— Data section —
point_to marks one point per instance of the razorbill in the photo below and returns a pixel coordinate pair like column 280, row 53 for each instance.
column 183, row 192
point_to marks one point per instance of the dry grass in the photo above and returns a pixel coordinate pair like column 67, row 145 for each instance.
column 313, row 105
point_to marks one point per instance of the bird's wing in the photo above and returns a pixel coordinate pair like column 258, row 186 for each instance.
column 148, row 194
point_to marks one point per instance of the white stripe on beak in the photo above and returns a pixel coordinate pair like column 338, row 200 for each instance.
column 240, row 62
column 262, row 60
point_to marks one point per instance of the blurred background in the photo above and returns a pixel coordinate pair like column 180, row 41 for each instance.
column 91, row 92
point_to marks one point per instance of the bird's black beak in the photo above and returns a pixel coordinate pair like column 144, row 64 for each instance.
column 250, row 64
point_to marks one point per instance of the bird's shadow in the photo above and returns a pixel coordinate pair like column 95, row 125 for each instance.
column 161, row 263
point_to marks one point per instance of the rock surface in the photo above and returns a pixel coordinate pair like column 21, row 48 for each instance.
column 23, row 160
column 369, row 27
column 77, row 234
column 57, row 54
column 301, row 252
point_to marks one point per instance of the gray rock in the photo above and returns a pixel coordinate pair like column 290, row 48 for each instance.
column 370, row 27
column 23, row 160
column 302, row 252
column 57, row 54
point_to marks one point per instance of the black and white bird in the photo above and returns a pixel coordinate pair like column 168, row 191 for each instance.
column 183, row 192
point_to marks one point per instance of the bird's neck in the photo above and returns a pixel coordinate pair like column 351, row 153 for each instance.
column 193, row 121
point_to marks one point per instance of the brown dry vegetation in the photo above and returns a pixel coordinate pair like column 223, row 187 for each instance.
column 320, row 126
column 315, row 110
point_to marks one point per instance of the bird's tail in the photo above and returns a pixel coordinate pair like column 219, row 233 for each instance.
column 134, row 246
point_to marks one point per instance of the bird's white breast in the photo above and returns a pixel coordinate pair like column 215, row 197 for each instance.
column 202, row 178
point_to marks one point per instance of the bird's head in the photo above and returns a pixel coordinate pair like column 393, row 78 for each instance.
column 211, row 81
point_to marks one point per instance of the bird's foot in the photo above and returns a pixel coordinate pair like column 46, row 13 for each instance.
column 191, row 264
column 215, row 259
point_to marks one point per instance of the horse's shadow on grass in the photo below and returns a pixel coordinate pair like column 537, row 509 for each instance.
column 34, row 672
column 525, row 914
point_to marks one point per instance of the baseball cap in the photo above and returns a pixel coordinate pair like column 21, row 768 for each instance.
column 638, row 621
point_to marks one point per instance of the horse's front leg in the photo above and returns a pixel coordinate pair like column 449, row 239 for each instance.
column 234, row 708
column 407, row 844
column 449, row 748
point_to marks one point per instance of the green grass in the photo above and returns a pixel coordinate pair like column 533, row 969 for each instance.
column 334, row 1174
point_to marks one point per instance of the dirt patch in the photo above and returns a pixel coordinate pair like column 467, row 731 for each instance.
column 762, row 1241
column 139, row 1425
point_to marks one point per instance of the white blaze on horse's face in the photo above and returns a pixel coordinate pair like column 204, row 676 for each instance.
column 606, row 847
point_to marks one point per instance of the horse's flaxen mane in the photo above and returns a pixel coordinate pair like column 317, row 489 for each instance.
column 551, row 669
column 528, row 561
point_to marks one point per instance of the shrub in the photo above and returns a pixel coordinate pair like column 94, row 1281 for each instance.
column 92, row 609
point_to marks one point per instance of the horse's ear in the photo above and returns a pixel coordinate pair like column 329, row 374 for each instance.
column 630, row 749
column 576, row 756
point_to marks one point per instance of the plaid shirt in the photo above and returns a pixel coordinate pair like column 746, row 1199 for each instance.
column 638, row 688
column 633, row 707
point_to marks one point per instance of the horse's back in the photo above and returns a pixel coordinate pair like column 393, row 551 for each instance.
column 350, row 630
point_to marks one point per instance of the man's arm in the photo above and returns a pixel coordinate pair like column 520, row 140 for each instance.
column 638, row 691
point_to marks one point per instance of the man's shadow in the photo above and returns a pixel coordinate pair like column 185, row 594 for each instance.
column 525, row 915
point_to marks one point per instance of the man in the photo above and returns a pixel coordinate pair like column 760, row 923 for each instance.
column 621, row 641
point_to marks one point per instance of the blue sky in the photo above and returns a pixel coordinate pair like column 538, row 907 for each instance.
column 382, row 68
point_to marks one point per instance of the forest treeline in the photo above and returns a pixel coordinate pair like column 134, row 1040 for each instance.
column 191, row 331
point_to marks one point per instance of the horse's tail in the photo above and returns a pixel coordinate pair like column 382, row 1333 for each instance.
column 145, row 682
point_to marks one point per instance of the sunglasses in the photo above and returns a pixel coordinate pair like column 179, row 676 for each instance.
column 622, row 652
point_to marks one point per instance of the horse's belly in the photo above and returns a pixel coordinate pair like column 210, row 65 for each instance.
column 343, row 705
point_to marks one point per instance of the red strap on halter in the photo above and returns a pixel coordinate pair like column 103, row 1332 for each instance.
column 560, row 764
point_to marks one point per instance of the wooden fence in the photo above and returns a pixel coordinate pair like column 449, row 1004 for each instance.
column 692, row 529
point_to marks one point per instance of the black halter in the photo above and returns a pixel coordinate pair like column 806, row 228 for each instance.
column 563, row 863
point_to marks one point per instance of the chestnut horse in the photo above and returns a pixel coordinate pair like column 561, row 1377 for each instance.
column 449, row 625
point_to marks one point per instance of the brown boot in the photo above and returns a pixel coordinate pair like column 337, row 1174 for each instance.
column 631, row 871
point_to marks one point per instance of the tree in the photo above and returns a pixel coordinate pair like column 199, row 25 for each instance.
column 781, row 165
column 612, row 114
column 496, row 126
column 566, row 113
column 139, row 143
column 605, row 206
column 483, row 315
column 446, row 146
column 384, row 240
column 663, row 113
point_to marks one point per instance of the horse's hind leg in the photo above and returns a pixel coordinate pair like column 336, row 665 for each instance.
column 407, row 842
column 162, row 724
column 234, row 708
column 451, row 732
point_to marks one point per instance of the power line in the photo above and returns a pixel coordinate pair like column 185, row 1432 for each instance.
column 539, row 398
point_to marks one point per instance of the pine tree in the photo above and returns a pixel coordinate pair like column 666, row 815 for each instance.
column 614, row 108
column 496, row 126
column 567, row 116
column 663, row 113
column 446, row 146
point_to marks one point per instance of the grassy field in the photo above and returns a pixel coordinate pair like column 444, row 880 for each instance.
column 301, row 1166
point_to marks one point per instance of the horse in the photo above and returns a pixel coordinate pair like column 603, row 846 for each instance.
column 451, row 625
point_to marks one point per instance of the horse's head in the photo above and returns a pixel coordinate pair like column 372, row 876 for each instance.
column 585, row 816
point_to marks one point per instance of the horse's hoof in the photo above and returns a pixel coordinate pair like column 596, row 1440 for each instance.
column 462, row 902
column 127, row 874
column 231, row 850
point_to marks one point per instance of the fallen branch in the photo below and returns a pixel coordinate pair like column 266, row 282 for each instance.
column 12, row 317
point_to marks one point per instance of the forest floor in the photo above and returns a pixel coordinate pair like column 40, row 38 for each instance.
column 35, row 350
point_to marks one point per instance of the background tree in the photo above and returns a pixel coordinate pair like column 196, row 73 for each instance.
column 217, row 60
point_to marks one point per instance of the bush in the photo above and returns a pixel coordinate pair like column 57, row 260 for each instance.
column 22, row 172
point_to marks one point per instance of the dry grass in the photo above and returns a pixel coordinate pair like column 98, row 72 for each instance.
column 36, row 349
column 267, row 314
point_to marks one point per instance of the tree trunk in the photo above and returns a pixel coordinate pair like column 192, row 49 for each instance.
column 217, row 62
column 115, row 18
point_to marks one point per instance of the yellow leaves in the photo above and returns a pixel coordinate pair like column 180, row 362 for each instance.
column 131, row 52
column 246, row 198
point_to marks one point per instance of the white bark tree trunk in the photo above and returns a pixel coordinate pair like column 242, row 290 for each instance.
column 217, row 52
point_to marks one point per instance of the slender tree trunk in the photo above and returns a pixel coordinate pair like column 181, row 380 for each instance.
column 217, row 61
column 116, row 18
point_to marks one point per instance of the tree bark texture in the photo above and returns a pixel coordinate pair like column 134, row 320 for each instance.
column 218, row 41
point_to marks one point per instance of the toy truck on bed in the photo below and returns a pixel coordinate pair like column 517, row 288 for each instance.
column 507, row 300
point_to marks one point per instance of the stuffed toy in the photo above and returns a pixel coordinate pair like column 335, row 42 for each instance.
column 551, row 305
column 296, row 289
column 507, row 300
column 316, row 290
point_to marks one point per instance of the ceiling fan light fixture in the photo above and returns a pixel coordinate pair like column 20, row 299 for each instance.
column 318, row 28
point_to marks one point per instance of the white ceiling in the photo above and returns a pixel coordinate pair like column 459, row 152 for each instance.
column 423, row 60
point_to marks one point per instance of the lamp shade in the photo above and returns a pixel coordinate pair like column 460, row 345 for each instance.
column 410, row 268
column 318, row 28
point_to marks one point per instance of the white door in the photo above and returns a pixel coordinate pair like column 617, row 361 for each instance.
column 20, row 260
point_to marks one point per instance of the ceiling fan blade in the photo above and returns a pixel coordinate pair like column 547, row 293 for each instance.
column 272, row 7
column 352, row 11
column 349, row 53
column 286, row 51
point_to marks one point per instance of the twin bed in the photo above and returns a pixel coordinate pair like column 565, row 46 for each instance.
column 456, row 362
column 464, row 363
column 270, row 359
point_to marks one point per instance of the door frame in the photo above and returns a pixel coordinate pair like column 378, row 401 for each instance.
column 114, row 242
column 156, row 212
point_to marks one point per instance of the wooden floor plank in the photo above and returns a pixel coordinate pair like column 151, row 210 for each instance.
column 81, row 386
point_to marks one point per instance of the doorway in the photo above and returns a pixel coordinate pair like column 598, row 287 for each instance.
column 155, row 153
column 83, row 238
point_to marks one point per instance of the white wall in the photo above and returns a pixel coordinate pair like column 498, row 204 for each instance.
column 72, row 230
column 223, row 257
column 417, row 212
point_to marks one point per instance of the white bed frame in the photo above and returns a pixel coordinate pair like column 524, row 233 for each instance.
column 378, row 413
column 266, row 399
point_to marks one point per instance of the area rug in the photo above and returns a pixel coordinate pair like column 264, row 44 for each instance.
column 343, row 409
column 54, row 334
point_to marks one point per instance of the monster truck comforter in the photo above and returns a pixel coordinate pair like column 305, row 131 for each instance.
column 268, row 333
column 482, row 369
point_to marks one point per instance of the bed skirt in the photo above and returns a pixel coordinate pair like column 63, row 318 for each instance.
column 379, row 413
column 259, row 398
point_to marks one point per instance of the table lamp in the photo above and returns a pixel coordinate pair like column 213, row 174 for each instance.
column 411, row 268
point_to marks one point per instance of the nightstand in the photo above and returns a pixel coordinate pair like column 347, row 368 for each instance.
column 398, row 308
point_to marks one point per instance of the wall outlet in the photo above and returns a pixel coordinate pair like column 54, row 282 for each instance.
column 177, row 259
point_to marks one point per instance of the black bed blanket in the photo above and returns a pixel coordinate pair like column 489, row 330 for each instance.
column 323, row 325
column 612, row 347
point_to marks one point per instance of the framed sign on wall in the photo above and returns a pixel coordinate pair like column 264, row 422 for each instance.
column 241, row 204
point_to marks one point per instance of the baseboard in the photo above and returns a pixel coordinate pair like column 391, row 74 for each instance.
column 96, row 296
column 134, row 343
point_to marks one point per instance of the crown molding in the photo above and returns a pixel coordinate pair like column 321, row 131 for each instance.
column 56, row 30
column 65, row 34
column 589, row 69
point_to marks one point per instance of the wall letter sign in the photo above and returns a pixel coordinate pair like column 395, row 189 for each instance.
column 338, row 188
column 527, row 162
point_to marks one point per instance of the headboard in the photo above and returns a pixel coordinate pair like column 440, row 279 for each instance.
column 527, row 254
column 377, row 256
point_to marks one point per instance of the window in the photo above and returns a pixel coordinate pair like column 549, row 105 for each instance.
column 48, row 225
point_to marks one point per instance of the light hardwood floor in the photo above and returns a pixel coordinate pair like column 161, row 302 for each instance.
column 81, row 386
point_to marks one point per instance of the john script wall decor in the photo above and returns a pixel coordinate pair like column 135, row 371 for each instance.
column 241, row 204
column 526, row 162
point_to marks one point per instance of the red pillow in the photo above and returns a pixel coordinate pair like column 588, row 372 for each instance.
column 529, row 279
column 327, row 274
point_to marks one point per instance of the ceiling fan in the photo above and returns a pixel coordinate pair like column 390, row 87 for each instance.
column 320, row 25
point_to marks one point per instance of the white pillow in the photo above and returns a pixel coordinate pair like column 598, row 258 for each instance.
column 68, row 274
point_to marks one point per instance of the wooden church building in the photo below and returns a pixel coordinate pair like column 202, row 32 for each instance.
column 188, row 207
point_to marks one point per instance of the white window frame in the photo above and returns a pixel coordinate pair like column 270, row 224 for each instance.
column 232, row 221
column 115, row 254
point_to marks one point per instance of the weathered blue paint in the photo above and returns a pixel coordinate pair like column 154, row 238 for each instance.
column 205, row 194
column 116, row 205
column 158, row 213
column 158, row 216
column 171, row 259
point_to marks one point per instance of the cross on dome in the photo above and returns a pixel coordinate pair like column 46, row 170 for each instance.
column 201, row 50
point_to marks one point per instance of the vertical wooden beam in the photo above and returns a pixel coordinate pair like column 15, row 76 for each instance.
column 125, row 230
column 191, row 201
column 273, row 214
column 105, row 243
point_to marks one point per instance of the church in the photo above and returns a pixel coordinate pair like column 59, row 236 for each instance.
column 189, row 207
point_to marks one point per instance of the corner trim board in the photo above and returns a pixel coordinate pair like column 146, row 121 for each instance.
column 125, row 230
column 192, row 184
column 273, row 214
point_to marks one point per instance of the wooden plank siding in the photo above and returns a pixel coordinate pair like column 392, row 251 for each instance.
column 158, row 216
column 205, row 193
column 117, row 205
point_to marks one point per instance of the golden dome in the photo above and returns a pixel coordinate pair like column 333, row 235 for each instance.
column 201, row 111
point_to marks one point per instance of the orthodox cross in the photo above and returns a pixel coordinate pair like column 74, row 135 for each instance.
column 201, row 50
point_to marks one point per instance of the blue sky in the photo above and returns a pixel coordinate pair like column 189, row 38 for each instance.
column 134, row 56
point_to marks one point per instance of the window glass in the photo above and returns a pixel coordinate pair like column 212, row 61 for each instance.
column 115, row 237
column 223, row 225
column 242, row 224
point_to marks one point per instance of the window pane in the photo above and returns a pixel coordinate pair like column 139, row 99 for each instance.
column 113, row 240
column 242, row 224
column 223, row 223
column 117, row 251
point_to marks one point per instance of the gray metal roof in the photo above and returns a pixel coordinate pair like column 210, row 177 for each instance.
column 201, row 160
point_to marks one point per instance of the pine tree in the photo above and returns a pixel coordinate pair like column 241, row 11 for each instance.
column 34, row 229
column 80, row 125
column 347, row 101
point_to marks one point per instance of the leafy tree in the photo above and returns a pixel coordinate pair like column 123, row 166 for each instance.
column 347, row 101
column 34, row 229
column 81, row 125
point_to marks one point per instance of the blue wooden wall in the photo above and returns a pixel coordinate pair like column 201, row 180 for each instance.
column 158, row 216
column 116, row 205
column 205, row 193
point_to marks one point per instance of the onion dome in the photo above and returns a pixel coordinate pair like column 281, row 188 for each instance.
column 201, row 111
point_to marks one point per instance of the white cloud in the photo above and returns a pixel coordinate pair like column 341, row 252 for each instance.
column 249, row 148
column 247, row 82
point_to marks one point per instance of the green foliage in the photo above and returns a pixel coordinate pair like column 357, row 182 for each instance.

— Exercise goal —
Copy the records above verbatim, from the line with "point_to marks one point per instance of the man's shadow" to the line with "column 382, row 68", both included.

— Response to the exercise —
point_to marks one point per instance of the man's shadow in the photo above and returns a pixel coordinate pair like column 185, row 594 for each instance.
column 525, row 915
point_to marks one point per instance of the man in the photo above and returns a pixel coordinate pair like column 760, row 923 for each instance.
column 621, row 641
point_to marks one point per instance of the blue sky in the photo above and returns a pixel coordinate pair like column 538, row 907 for each instance.
column 382, row 68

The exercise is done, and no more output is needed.